Can you show every line of the entries below that contains the word "building", copying each such line in full?
##### DATASET ENTRIES #####
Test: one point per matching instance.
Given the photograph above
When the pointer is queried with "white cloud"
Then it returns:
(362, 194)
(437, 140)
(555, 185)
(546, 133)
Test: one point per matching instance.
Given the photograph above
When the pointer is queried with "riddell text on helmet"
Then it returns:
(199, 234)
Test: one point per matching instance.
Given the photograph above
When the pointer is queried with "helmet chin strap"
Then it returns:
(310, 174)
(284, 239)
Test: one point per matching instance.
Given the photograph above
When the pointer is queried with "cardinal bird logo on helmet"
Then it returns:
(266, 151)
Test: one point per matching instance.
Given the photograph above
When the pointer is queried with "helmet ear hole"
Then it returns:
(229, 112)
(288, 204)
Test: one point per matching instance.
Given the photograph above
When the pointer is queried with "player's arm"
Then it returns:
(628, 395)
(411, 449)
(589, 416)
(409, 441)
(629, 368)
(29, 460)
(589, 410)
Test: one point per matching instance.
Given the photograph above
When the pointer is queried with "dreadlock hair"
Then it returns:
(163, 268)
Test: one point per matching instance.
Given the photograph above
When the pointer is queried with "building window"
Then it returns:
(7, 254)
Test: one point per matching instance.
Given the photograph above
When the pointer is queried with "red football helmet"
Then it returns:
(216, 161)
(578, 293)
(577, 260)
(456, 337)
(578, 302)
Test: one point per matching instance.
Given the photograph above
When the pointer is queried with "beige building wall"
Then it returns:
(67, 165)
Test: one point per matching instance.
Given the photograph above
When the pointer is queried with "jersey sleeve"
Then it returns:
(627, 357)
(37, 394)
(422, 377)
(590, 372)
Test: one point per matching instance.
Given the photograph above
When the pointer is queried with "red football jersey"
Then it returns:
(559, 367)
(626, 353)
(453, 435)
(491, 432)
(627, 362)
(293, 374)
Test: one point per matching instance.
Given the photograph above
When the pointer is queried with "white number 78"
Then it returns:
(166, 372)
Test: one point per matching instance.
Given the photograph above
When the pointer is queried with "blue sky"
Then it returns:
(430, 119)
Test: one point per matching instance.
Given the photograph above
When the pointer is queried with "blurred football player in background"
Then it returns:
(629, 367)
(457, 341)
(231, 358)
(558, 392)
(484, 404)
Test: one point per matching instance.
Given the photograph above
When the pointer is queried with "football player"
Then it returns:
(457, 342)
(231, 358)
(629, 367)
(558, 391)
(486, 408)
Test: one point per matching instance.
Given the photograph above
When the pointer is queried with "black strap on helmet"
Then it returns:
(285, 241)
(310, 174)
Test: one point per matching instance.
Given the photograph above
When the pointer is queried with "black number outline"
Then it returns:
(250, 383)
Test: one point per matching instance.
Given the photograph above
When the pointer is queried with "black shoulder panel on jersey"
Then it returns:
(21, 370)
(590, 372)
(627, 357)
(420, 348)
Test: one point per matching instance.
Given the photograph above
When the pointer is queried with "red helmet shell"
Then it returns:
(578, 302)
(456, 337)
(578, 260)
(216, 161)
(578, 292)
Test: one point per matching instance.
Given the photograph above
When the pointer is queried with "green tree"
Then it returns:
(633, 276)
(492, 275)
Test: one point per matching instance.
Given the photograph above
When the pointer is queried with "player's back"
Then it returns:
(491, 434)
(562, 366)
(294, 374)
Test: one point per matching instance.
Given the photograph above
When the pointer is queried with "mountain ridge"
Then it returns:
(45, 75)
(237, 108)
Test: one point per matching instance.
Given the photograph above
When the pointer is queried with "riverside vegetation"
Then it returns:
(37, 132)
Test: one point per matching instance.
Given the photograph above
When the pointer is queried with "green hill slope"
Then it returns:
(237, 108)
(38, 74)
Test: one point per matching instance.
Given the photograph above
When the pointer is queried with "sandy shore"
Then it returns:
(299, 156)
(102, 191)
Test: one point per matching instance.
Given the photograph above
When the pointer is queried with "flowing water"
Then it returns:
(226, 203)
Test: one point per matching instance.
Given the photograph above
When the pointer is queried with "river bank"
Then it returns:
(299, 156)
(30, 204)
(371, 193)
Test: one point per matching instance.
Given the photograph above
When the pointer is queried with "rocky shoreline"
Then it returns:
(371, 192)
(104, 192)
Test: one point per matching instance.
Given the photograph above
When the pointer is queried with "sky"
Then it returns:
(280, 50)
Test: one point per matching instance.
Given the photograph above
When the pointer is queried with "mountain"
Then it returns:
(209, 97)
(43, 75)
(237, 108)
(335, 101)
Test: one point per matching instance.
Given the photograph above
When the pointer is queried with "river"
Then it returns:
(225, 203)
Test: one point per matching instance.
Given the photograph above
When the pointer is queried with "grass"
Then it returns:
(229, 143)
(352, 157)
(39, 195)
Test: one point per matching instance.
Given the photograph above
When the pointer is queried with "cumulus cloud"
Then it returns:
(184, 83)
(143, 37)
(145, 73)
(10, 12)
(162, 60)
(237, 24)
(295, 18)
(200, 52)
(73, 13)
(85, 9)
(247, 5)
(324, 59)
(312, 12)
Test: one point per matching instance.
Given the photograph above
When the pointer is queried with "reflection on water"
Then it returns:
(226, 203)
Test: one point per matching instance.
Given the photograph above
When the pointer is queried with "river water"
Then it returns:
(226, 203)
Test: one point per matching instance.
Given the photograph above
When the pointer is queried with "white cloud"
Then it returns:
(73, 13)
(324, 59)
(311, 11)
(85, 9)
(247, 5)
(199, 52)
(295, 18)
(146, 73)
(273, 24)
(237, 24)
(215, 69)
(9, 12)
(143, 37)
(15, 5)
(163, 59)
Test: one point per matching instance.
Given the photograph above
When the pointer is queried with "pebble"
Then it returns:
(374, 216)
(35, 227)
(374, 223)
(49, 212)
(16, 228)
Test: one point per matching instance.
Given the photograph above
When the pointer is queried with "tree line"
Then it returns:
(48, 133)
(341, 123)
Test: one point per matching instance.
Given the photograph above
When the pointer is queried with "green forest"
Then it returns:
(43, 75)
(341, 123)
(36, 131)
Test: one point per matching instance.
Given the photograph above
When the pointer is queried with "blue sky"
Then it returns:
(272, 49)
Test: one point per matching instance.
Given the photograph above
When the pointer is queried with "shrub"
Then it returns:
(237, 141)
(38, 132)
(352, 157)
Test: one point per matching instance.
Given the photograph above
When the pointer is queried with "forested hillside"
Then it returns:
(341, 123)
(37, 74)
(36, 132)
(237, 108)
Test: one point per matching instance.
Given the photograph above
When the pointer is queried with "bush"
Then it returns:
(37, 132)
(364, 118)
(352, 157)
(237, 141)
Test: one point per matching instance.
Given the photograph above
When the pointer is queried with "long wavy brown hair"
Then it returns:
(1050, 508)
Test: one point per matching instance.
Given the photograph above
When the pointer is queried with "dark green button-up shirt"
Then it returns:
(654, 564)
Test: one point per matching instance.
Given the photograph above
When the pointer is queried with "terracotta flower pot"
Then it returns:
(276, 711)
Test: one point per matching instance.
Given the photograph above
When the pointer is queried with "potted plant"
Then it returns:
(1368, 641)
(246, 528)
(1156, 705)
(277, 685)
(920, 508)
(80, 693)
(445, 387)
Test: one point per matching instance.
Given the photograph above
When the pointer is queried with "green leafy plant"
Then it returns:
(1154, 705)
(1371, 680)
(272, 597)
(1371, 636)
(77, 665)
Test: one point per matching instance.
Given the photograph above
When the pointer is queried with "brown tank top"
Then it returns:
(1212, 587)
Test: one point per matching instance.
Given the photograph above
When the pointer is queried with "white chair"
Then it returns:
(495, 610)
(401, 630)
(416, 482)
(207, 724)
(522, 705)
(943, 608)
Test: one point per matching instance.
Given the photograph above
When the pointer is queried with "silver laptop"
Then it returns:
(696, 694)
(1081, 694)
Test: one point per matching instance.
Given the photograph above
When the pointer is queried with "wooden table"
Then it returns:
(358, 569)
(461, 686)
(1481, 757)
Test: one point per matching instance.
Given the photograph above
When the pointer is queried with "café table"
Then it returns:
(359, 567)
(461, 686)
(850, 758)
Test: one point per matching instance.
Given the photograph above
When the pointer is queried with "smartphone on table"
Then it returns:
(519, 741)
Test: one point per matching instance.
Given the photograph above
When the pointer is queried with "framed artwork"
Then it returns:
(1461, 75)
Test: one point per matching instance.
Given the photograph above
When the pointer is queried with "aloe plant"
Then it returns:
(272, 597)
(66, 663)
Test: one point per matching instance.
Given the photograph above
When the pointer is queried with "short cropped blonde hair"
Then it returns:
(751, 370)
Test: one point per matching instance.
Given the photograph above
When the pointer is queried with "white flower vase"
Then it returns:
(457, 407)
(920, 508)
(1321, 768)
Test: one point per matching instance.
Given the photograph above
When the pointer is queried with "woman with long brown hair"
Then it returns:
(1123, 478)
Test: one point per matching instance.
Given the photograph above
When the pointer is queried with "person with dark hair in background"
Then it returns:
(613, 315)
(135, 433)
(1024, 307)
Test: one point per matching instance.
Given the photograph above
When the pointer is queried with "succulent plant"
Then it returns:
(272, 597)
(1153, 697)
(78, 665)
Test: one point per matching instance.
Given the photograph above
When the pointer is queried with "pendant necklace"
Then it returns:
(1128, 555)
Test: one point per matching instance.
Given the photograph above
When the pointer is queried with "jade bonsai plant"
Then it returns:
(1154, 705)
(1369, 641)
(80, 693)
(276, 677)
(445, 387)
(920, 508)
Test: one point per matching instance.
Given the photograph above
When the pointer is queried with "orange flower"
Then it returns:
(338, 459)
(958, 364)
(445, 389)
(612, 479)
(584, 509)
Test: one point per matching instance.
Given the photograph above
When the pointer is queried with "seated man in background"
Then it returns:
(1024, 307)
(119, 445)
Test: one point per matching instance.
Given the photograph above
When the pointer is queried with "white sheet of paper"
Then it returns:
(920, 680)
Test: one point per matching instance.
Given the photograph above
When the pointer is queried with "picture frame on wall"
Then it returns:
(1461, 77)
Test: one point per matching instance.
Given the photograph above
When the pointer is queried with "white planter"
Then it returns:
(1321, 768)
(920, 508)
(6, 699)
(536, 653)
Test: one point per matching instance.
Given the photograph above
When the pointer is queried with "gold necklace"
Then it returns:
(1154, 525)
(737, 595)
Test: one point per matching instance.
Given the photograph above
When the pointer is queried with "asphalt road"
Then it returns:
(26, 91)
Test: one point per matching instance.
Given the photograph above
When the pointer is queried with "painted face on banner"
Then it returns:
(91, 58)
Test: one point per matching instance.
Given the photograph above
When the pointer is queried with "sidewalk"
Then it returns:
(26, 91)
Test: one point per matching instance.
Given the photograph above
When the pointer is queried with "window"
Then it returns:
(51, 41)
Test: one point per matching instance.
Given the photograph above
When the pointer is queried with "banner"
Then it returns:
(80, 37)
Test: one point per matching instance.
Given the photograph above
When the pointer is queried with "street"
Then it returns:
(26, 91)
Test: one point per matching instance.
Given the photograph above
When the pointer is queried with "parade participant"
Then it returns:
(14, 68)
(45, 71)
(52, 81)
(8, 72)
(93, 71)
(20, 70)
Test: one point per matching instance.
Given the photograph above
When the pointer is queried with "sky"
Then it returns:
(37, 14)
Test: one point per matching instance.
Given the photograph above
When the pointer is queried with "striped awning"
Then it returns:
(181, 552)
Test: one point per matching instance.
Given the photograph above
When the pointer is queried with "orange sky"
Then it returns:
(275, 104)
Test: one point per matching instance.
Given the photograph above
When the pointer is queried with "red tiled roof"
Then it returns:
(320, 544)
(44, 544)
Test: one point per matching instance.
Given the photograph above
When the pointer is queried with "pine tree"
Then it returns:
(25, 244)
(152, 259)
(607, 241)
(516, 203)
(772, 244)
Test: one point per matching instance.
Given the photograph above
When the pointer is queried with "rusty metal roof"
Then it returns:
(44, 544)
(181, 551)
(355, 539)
#####
* THE SOLUTION
When the pointer is queried with "building window"
When the pointer is queried with "beige building wall"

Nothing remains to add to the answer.